INSTRUCTION: Put the stretch of the listing from the line containing "Can you spot the white" through the line containing "x=564, y=127" into a JSON list of strings, one string per line, skipping blank lines.

GIVEN INFORMATION:
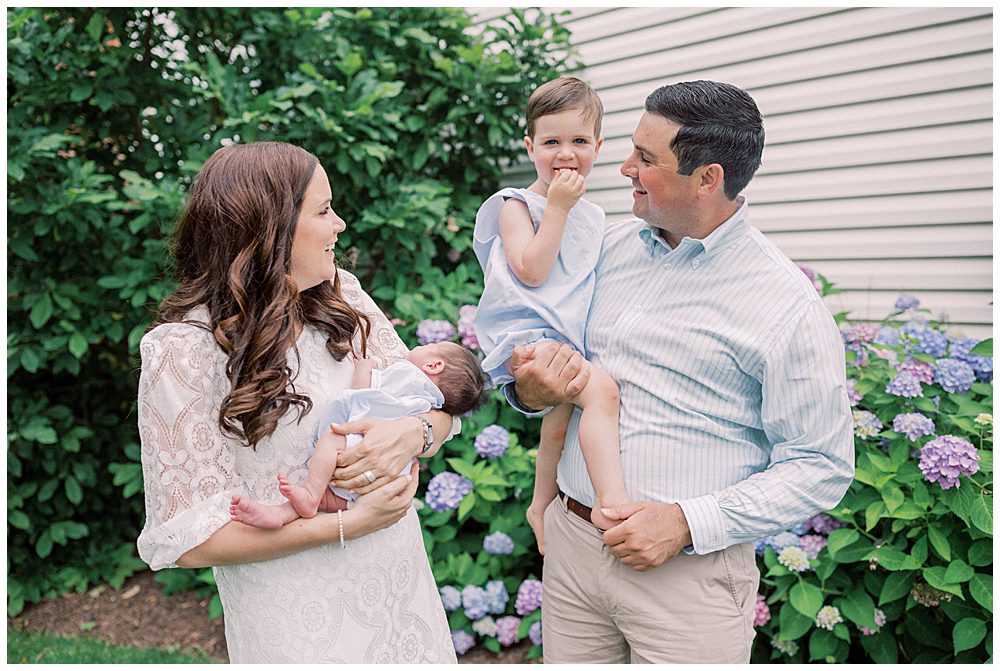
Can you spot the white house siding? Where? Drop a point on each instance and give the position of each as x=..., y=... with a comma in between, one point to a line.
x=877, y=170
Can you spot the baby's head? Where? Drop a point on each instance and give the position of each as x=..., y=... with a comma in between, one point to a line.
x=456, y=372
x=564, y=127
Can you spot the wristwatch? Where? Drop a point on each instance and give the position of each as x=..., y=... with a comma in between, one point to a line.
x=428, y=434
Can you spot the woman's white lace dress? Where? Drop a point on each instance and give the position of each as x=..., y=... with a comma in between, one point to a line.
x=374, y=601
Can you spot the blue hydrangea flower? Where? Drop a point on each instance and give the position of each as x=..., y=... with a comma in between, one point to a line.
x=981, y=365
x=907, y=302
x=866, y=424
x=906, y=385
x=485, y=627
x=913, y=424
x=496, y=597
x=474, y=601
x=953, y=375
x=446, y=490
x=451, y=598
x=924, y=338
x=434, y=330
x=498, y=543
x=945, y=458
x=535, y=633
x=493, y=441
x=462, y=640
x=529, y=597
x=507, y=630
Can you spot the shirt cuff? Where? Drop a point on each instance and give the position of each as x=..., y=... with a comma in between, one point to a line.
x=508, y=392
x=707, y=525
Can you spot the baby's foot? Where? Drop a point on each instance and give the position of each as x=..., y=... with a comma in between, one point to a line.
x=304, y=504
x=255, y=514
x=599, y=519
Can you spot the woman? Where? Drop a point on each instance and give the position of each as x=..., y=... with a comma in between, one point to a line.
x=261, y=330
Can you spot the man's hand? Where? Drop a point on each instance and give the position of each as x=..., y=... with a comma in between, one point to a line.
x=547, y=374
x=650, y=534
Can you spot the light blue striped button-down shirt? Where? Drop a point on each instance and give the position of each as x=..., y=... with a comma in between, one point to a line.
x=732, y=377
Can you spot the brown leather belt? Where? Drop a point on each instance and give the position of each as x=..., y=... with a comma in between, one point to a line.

* * *

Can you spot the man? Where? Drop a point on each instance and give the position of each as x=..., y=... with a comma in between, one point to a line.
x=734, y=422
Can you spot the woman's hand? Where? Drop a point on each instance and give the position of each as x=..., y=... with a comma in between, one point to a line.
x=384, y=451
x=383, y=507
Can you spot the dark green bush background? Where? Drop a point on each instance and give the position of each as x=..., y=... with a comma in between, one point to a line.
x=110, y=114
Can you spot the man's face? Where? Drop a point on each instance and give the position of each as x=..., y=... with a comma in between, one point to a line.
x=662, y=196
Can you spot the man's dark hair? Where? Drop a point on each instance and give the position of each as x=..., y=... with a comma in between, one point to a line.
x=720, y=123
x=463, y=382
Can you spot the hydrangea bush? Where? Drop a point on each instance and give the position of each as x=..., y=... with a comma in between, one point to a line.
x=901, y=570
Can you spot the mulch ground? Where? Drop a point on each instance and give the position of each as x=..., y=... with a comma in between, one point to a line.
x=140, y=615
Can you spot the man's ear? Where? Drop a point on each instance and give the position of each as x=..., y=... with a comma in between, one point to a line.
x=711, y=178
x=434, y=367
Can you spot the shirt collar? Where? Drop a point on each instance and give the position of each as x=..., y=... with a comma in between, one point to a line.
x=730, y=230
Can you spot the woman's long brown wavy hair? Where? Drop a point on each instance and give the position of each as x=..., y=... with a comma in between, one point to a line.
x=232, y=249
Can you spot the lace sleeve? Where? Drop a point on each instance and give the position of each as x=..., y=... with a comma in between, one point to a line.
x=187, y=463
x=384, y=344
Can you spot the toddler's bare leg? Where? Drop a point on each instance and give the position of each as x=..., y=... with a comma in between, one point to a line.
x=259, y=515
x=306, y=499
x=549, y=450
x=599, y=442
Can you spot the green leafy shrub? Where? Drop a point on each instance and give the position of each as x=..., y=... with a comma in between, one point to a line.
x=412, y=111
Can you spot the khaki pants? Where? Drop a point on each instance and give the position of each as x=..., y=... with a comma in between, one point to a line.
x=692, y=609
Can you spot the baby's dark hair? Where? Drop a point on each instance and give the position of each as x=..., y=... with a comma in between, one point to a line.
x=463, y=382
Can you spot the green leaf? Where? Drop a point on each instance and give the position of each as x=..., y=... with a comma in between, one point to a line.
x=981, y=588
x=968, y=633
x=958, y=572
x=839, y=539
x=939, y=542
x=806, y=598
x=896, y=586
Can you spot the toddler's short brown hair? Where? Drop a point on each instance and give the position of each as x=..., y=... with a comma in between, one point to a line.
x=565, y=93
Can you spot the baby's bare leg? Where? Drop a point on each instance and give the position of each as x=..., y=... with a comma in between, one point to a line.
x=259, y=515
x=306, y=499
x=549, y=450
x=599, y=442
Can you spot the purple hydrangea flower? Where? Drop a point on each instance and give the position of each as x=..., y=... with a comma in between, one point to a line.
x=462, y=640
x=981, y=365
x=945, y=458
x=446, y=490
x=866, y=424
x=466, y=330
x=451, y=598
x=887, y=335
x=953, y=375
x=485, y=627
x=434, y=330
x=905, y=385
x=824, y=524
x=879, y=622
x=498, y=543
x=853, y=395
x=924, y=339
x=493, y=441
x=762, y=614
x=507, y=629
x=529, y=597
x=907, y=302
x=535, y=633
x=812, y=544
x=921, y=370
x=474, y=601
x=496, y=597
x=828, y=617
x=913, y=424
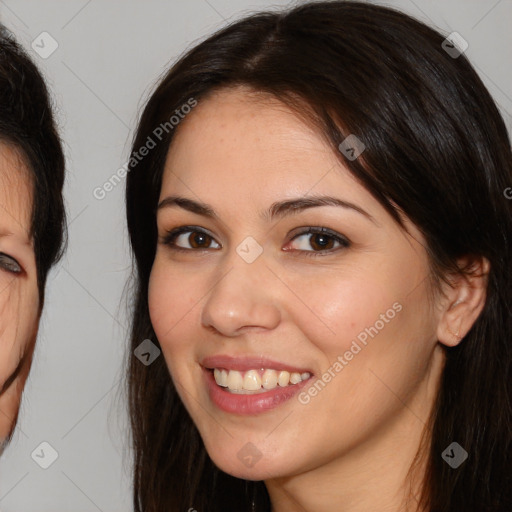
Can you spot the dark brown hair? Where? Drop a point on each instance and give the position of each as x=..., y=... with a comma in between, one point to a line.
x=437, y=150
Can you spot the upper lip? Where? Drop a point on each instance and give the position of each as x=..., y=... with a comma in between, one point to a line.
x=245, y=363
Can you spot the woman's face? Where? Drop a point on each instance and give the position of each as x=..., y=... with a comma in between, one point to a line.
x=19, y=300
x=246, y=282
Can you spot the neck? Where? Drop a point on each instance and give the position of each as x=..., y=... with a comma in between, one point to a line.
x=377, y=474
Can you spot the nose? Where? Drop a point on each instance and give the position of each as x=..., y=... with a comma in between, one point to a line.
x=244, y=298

RESPONSE TO THIS TASK:
[
  "Can you spot the white house siding? Where? Drop a point on each instance and give the position of each as x=..., y=... with a comma in between, one point to a line.",
  "x=877, y=170",
  "Can you spot the baby's head? Where? Drop a point on each instance and give the position of each as x=..., y=... with a comma in between, one point to a line.",
  "x=456, y=372",
  "x=564, y=127"
]